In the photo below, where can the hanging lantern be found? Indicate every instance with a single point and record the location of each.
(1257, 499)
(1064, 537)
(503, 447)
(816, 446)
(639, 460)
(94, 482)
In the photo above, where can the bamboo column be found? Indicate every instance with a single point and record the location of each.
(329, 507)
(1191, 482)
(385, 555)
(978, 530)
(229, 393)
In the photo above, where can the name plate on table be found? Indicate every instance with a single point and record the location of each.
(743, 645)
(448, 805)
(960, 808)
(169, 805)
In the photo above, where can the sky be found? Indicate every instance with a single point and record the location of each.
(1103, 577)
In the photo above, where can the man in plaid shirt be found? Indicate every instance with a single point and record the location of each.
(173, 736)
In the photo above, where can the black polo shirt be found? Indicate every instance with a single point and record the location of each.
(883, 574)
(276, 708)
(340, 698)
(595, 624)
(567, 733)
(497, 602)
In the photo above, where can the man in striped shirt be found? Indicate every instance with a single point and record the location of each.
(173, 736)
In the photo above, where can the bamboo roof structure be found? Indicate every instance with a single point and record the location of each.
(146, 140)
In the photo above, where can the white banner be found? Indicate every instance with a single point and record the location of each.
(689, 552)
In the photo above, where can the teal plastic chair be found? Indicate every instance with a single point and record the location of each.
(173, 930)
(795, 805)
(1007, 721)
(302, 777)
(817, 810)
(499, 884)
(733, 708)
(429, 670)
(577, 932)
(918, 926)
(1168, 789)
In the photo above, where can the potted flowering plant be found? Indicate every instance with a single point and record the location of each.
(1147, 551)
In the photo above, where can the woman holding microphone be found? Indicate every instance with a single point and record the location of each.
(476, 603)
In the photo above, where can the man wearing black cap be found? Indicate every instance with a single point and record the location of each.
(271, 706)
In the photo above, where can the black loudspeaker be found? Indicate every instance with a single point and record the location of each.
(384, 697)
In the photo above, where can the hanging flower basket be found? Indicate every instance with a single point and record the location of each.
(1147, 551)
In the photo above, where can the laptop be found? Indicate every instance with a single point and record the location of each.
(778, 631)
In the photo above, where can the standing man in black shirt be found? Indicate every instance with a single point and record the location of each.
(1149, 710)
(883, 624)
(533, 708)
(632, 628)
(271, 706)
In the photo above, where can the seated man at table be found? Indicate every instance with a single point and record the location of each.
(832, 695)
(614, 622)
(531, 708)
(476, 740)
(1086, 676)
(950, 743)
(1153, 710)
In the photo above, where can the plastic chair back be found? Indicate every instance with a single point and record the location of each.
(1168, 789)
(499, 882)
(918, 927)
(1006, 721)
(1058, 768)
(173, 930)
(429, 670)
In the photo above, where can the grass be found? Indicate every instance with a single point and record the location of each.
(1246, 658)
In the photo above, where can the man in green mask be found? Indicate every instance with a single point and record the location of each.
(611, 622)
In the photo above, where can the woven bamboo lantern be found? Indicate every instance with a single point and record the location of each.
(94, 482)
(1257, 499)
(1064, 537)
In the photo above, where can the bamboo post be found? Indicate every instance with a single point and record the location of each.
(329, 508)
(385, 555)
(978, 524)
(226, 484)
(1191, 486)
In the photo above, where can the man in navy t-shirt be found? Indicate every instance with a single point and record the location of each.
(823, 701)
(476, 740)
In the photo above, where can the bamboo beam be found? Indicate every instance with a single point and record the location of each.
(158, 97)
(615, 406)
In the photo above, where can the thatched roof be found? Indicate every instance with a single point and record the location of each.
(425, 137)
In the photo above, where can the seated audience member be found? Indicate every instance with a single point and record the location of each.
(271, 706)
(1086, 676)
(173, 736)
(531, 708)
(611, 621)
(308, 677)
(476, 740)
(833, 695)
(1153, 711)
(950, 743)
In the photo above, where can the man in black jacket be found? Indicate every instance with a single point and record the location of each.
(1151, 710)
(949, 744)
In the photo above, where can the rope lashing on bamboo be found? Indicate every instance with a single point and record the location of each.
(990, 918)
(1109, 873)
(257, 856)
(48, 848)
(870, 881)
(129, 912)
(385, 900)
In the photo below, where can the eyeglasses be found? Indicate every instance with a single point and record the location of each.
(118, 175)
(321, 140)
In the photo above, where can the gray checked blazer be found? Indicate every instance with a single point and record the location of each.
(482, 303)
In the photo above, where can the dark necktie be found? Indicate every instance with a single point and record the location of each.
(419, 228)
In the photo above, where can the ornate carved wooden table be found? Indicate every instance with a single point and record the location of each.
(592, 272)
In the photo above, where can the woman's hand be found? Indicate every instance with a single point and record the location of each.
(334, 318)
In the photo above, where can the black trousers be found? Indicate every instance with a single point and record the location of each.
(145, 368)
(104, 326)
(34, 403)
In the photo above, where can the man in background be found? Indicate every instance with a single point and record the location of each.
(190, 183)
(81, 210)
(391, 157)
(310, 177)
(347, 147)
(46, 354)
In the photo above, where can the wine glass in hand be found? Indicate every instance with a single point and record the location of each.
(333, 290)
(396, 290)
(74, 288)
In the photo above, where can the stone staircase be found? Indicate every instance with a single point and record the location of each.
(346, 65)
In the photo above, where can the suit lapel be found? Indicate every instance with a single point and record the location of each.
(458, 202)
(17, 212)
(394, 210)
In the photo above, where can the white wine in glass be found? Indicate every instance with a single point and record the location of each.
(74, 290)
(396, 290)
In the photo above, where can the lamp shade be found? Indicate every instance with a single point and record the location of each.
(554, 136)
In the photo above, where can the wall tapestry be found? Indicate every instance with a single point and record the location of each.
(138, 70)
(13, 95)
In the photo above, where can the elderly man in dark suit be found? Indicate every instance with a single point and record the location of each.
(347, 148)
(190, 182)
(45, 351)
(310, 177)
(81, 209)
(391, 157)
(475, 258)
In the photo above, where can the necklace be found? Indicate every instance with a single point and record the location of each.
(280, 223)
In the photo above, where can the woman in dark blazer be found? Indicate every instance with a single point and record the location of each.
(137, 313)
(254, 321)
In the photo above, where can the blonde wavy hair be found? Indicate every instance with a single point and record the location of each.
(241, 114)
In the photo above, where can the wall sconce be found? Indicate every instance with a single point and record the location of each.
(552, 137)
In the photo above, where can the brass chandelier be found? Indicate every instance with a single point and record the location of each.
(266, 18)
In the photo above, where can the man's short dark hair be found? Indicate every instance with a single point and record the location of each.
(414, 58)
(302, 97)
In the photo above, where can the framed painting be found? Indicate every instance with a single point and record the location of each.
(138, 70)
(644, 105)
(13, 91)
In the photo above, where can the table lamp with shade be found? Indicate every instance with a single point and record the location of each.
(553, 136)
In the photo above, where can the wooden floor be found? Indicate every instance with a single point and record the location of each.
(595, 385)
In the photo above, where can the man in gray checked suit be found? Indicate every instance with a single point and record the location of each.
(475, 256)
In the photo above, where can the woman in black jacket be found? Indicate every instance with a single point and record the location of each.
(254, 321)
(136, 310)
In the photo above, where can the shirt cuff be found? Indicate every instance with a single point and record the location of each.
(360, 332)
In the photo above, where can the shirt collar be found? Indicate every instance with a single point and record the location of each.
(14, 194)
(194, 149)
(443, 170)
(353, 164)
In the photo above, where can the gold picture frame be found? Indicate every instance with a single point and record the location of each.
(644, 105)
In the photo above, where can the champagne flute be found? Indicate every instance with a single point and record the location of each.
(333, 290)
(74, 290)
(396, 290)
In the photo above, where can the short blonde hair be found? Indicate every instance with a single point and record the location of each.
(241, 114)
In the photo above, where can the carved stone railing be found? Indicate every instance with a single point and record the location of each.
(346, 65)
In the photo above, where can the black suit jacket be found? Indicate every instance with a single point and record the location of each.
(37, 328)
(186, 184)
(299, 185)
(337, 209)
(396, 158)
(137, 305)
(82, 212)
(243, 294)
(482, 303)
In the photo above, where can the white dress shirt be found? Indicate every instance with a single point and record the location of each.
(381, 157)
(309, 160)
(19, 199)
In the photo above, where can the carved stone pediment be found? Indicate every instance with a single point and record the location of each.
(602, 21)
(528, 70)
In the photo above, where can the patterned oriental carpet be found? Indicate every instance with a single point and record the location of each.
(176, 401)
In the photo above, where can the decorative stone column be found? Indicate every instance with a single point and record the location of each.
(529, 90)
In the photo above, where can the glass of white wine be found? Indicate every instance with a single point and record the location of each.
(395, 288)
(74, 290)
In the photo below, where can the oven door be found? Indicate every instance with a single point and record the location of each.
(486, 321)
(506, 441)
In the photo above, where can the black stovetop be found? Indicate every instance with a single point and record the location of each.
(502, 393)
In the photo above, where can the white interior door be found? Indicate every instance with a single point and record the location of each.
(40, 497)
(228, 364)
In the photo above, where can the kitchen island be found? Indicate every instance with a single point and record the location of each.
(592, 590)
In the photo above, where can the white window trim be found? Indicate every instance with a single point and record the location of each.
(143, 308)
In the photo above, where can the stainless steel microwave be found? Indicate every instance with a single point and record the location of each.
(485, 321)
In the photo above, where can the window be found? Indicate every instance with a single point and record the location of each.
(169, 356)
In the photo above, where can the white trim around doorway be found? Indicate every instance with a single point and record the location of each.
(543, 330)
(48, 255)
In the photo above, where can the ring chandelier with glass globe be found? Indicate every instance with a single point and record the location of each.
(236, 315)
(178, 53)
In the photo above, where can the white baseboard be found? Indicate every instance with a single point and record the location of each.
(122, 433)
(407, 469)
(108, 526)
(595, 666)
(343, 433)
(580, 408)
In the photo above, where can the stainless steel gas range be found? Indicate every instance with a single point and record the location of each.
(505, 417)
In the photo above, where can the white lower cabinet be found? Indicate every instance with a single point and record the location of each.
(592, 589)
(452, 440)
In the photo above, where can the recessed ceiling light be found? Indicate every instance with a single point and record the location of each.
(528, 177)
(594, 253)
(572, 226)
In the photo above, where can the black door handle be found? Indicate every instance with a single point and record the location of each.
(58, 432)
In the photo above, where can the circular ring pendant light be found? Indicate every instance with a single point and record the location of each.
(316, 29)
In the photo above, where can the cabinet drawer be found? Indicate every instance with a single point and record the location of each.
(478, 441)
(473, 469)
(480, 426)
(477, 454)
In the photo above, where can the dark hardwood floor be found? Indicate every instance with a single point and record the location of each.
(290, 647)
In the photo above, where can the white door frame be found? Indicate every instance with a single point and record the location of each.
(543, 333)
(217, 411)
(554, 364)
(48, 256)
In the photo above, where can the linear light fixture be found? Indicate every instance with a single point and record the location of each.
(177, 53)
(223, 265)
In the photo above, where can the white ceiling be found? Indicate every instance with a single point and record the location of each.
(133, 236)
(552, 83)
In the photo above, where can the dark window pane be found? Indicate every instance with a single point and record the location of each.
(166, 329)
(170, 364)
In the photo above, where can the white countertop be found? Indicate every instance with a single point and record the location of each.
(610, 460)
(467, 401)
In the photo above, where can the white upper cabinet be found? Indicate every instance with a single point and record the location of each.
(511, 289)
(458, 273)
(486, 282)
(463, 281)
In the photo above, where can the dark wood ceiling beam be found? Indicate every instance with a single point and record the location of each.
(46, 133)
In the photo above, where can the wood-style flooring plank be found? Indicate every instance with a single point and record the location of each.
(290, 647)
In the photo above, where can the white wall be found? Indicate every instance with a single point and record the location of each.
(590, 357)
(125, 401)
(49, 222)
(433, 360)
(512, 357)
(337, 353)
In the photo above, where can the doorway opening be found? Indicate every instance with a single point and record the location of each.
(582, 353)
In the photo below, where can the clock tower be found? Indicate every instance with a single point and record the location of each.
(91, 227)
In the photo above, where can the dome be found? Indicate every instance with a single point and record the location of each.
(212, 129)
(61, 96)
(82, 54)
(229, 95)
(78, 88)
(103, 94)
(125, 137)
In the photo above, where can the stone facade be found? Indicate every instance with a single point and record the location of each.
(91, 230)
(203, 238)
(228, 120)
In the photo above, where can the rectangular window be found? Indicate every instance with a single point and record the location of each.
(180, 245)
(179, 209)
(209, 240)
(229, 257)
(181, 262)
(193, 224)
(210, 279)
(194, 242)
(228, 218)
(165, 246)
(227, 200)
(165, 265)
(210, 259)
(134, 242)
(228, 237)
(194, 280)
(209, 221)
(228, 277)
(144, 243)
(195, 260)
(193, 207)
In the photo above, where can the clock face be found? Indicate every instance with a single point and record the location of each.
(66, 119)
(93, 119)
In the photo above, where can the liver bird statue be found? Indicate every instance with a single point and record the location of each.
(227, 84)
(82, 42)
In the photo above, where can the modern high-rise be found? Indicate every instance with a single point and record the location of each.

++++++++

WHAT THIS TASK INVOLVES:
Give back exactly the lines starting at the one with "In the photo above, where can the white upper" and running to the end of the listing. Include both ends.

EXERCISE ANSWER:
In the photo above, where can the white upper cabinet be found? Indicate every instance with a single point and record the location of each.
(511, 289)
(458, 273)
(486, 282)
(463, 281)
In the photo above, where can the dark wood ceiling beam be found? Indicate every instance with a single point and record the location of each.
(46, 133)
In the photo above, where can the wood-style flooring plank be found? Indicate every instance with a single point and record the location of each.
(290, 647)
In the photo above, where can the white wall be found? Indicate every instance with a single point and record the location of each.
(590, 357)
(125, 401)
(49, 222)
(433, 360)
(512, 357)
(337, 353)
In the photo above, where can the doorway opening be found? Indicate every instance with a single point and record the location of each.
(582, 353)
In the photo below, where can the clock tower be found? Indicate every instance with a single point and record the location of each.
(91, 227)
In the photo above, where can the dome be found? Indicate every instance with a single point and record the location of each.
(212, 129)
(61, 96)
(82, 54)
(229, 95)
(78, 88)
(103, 94)
(125, 137)
In the photo above, where can the stone facade be found? Indicate every instance with a single point and record the location of each.
(91, 230)
(203, 238)
(228, 120)
In the photo above, where can the rectangular window be found? Indicate every instance with a single point and record the location of each.
(180, 245)
(179, 209)
(209, 240)
(229, 257)
(181, 262)
(193, 224)
(210, 279)
(194, 242)
(228, 218)
(165, 246)
(227, 200)
(165, 265)
(210, 259)
(134, 242)
(228, 237)
(194, 280)
(209, 221)
(228, 277)
(144, 243)
(195, 260)
(193, 207)
In the photo above, where can the clock face be found? Indicate every instance with a single point and record the location of each.
(66, 119)
(93, 119)
In the photo above, where can the liver bird statue be found? Indicate every instance with a single point and record the location of each.
(227, 84)
(82, 42)
In the photo above, where can the modern high-rise be found? Indicate every instance with a single point and record the location of each.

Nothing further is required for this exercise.